Tumor cell enrichment using tissue suspension

A total of 12 FFPE samples from 4 patients with gastric cancer were obtained from the tissue bank of Division of Pathology at Shizuoka Cancer Center. The series included 10, 20, and 50 µm thick FFPE tissue sections from two diffuse-type (D1 and D2) and two intestinal (S1 and S2) gastric cancers that were collected between 2014 and 2019 (Fig. 1). The tumor cellularity estimated by a pathologist was less in the diffuse-type (D1, 20%; D2, 20%) than in the intestinal type (S1, 60%; S2, 50%). These diffuse-type gastric cancers were considered unsuitable for macrodissection to enrich tumor cells in the FFPE tissue sections due to the dispersion of tumor cells in the tissue.

Figure 1
figure 1

Hematoxylin and eosin (H&E) staining of gastric cancers used in next-generation sequencing. D1/2 and S1/2 were diagnosed as diffuse-type and intestinal gastric cancers, respectively. Scale bar represents 2.5 mm. Insets show a partial enlargement of the H&E-stained images. In the insets of the image for diffuse-type gastric cancer (D1 and D2), the areas with high density of tumor cells are indicated with black arrows. Scale bar in the inset represents 100 µm.

▶ **Brief 1**: In the tumor cell enrichment passage, what tumor cellularity did the pathologist estimate for sample S1?
▶ **Brief 2**: Resume the tumor cell enrichment passage from the point where it stops.
The material comes from a different source than the tumor cell enrichment passage.

▶ **Data provided**:

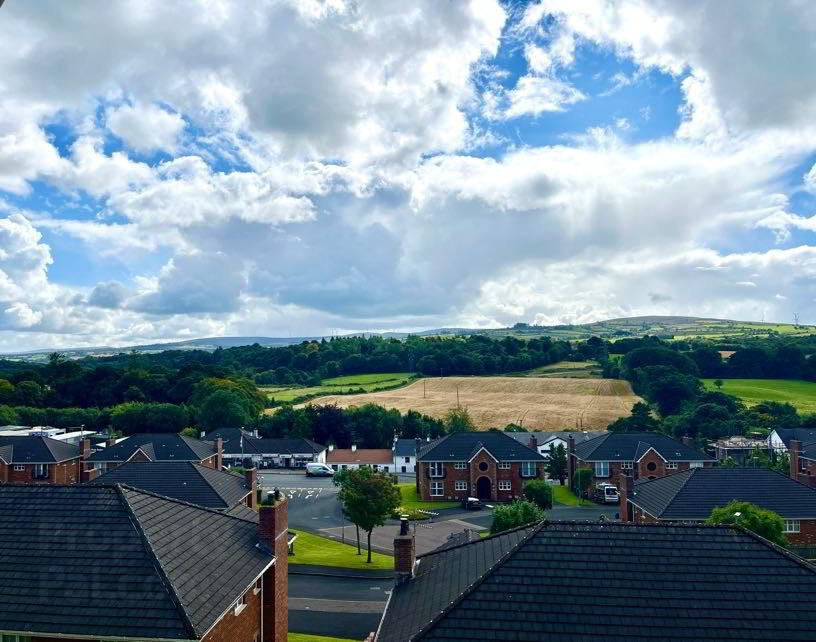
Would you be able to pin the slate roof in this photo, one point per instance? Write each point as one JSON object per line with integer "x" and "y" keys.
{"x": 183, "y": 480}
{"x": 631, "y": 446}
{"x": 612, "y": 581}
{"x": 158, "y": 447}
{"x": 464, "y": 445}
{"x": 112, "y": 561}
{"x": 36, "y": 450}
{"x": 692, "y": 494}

...

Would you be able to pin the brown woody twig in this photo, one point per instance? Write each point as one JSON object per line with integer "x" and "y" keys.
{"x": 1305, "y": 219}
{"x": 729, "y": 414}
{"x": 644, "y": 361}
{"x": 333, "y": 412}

...

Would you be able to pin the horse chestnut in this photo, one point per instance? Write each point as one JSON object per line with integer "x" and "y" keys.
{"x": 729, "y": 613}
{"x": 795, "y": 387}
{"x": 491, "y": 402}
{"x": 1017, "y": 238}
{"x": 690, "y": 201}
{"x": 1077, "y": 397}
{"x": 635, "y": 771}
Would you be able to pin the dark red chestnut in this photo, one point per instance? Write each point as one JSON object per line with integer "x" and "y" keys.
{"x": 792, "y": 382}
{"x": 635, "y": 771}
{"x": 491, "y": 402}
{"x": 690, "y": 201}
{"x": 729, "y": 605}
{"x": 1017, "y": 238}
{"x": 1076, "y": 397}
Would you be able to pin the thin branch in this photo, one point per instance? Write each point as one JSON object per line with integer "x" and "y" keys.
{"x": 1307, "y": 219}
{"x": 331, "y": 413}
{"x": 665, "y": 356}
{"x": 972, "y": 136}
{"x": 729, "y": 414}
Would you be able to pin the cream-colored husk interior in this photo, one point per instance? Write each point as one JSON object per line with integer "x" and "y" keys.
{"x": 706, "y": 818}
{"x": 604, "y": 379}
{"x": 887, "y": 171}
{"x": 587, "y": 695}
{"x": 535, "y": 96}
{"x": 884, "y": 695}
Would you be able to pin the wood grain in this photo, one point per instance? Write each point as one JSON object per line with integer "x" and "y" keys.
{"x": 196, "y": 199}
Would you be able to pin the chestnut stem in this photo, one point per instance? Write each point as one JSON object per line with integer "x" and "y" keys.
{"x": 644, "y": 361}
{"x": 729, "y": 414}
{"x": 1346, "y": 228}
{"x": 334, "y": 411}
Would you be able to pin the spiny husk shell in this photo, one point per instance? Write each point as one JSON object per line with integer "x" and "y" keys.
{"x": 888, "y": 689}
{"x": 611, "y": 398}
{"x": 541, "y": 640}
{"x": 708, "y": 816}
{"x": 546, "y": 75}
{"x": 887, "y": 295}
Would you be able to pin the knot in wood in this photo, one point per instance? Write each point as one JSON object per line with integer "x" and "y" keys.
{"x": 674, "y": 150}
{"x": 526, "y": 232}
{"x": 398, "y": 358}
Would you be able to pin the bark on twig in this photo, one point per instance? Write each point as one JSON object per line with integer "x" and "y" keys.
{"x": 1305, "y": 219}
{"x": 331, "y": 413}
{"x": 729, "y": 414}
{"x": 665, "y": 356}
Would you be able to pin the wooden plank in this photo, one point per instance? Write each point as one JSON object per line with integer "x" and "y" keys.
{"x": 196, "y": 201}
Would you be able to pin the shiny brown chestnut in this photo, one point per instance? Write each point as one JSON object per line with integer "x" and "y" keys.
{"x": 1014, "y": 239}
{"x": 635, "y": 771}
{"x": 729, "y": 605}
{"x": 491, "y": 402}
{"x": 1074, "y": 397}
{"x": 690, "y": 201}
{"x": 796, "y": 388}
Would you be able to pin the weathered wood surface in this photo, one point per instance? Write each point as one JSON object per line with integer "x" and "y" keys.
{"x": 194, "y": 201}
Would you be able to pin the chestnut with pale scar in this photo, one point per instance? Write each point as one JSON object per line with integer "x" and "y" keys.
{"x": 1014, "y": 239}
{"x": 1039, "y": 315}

▶ **Response 1**: 60%

▶ **Response 2**:
To increase the proportion of tumor cells from which DNA could be extracted in the FFPE tissue sections, tumor cell enrichment was performed using tissue suspension. The populations considered to be of tumor cells (cytokeratin + , vimentin−) were enriched in the tumor fractions compared to the unseparated samples, whereas in the residual fraction, these populations were decreased in both diffuse-type and intestinal gastric cancers (Fig. 2). The residual and tumor fractions contained 0.91–17% tumor cells and 0.37–4.4% non-tumor cells (cytokeratin-, vimentin +) as contamination, respectively.

Figure 2
figure 2

Estimation of tumor cell population in formalin-fixed paraffin-embedded (FFPE) tissue sections using flow cytometry. The FFPE tissue sections of different thickness (10, 20, and 50 µm) were suspended and separated using magnetic-activated cell sorting (MACS) with anti-cytokeratin microbeads. These fractions were stained with anti-cytokeratin and vimentin antibodies. To distinguish nuclei and erythrocytes, DAPI and CD235 staining were performed simultaneously. The suspensions enriched with the microbeads are defined as tumor fractions, and samples that could not be captured with these beads are designated as a residual fraction. The suspensions that were not subjected to MACS are designated as unseparated.

Furthermore, no difference in the enrichment because of the thickness of the FFPE tissue sections was observed. These results indicate that tumor cells expressing cytokeratin on the cell surface could be concentrated from the FFPE tissue sections of gastric cancer with low tumor content.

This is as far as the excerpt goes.